> **Data to process**
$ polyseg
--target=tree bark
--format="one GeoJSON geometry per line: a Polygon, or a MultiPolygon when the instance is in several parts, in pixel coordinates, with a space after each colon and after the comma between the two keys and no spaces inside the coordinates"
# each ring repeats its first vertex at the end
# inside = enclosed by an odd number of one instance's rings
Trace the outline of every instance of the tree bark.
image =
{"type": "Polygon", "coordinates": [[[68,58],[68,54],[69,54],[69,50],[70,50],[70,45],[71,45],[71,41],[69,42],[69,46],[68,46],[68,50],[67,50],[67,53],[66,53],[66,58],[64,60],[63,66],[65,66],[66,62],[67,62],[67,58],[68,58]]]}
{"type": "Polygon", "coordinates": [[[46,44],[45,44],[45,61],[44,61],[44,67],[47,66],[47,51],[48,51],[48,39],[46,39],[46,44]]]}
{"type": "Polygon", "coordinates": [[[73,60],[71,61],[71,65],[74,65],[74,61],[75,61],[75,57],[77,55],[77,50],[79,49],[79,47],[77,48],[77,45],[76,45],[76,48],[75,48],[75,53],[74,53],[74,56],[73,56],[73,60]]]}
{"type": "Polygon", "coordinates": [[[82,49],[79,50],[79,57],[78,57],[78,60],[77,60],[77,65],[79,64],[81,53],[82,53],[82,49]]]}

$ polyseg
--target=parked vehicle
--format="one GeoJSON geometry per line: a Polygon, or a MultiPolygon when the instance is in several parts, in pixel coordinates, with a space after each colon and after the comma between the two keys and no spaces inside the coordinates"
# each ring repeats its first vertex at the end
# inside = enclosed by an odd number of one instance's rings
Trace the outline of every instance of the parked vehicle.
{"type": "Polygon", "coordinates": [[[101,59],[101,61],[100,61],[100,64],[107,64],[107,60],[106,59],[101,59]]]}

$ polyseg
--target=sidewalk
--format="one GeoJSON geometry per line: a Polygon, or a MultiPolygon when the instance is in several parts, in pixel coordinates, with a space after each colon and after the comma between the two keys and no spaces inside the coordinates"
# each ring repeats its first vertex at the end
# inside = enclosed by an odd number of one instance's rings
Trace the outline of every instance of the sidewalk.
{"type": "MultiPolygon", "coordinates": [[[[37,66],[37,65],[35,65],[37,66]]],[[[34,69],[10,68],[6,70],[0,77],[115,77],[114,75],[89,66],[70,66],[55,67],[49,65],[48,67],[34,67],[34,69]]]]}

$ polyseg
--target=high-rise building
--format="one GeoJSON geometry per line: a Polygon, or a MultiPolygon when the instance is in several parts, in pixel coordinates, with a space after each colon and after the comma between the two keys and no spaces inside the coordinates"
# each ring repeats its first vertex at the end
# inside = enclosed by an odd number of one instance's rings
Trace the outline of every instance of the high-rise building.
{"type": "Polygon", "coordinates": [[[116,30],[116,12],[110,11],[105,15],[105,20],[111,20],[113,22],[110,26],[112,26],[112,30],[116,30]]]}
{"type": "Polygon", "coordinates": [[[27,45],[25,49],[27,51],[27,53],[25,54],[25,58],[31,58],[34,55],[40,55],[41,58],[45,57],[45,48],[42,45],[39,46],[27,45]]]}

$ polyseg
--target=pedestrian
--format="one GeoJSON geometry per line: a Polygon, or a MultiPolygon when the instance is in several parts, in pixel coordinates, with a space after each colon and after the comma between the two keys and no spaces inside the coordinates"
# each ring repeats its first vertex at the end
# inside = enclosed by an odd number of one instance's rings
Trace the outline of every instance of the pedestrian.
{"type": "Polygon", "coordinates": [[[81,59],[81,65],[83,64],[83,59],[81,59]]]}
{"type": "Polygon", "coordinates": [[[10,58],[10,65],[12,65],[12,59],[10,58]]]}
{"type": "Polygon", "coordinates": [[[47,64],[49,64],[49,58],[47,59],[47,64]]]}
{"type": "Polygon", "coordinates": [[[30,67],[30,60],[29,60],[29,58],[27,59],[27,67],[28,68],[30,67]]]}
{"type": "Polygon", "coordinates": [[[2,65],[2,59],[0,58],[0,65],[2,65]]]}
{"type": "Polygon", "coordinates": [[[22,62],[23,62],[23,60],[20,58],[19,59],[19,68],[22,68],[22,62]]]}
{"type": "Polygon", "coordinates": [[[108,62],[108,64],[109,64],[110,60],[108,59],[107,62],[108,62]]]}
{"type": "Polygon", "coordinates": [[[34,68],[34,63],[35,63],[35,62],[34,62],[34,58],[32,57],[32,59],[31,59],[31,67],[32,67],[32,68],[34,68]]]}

> **Request**
Transcribe each entry precisely, missing none.

> **Output**
$ polyseg
--target=tree bark
--format="one GeoJSON geometry per line: a Polygon, or a MultiPolygon when the instance is in several parts, in pixel coordinates, with a space after each colon and after the comma between the two keys and no spaces inside the coordinates"
# each ring repeats its first vertex at the end
# inside = enclosed by an odd number of one instance's rings
Trace the outline of every instance of the tree bark.
image =
{"type": "Polygon", "coordinates": [[[68,58],[68,54],[69,54],[69,50],[70,50],[70,45],[71,45],[71,41],[69,42],[69,46],[68,46],[68,50],[67,50],[67,53],[66,53],[66,58],[64,60],[63,66],[65,66],[66,62],[67,62],[67,58],[68,58]]]}
{"type": "Polygon", "coordinates": [[[46,44],[45,44],[45,61],[44,61],[44,67],[47,66],[47,51],[48,51],[48,39],[46,39],[46,44]]]}
{"type": "Polygon", "coordinates": [[[73,60],[71,61],[71,65],[74,65],[74,61],[75,61],[75,57],[77,55],[77,50],[79,49],[79,47],[77,48],[77,45],[76,45],[76,48],[75,48],[75,53],[74,53],[74,56],[73,56],[73,60]]]}
{"type": "Polygon", "coordinates": [[[82,49],[79,50],[79,57],[78,57],[78,60],[77,60],[77,65],[79,64],[81,53],[82,53],[82,49]]]}

$ polyseg
--target=parked vehicle
--format="one GeoJSON geometry per line: a Polygon, or a MultiPolygon when the instance is in several parts, in pixel coordinates, with a space after each colon and after the comma between the two keys and no spaces inside the coordinates"
# each ring repeats its first vertex at the end
# inside = enclosed by an odd number of one instance's rings
Trace the outline of every instance of the parked vehicle.
{"type": "Polygon", "coordinates": [[[101,59],[101,61],[100,61],[100,64],[107,64],[107,60],[106,59],[101,59]]]}

$ polyseg
--target=sidewalk
--format="one GeoJSON geometry per line: a Polygon, or a MultiPolygon when the instance is in several parts, in pixel coordinates, with a space after each colon and after the comma between the two keys and no spaces inside the coordinates"
# each ring repeats its first vertex at the end
# inside = enclosed by an odd number of one instance's rings
Trace the outline of every instance of the sidewalk.
{"type": "MultiPolygon", "coordinates": [[[[37,66],[37,65],[35,65],[37,66]]],[[[34,69],[10,68],[6,70],[0,77],[115,77],[114,75],[89,66],[70,66],[55,67],[49,65],[48,67],[34,67],[34,69]]]]}

$ polyseg
--target=high-rise building
--format="one GeoJSON geometry per line: a Polygon, or a MultiPolygon when the instance is in several parts, in pixel coordinates, with a space after each colon and after the comma between the two keys and no spaces inside the coordinates"
# each ring repeats its first vertex at the end
# inside = enclosed by an odd number of one instance's rings
Trace the outline of every instance of the high-rise building.
{"type": "Polygon", "coordinates": [[[116,30],[116,12],[110,11],[105,15],[105,20],[111,20],[113,22],[110,26],[112,26],[112,30],[116,30]]]}
{"type": "Polygon", "coordinates": [[[27,45],[25,49],[27,51],[27,53],[25,54],[25,58],[31,58],[34,55],[40,55],[41,58],[45,57],[45,48],[42,45],[39,46],[27,45]]]}

$ polyseg
--target=pedestrian
--format="one GeoJSON geometry per line: a Polygon, or a MultiPolygon when the instance is in several parts, in pixel coordinates, with a space after each colon and after the comma between the two keys and no spaces inside the coordinates"
# each ring repeats its first vertex at the end
# inside = enclosed by an odd number of one instance's rings
Trace the outline of every instance of the pedestrian.
{"type": "Polygon", "coordinates": [[[81,59],[81,65],[83,64],[83,59],[81,59]]]}
{"type": "Polygon", "coordinates": [[[10,58],[10,65],[12,65],[12,59],[10,58]]]}
{"type": "Polygon", "coordinates": [[[47,64],[49,64],[49,58],[47,59],[47,64]]]}
{"type": "Polygon", "coordinates": [[[30,67],[30,60],[29,60],[29,58],[27,59],[27,67],[28,68],[30,67]]]}
{"type": "Polygon", "coordinates": [[[2,65],[2,59],[0,58],[0,65],[2,65]]]}
{"type": "Polygon", "coordinates": [[[22,62],[23,62],[23,60],[20,58],[19,59],[19,68],[22,68],[22,62]]]}
{"type": "Polygon", "coordinates": [[[108,62],[108,64],[109,64],[110,60],[108,59],[107,62],[108,62]]]}
{"type": "Polygon", "coordinates": [[[34,68],[34,63],[35,63],[35,62],[34,62],[34,58],[32,57],[32,59],[31,59],[31,67],[32,67],[32,68],[34,68]]]}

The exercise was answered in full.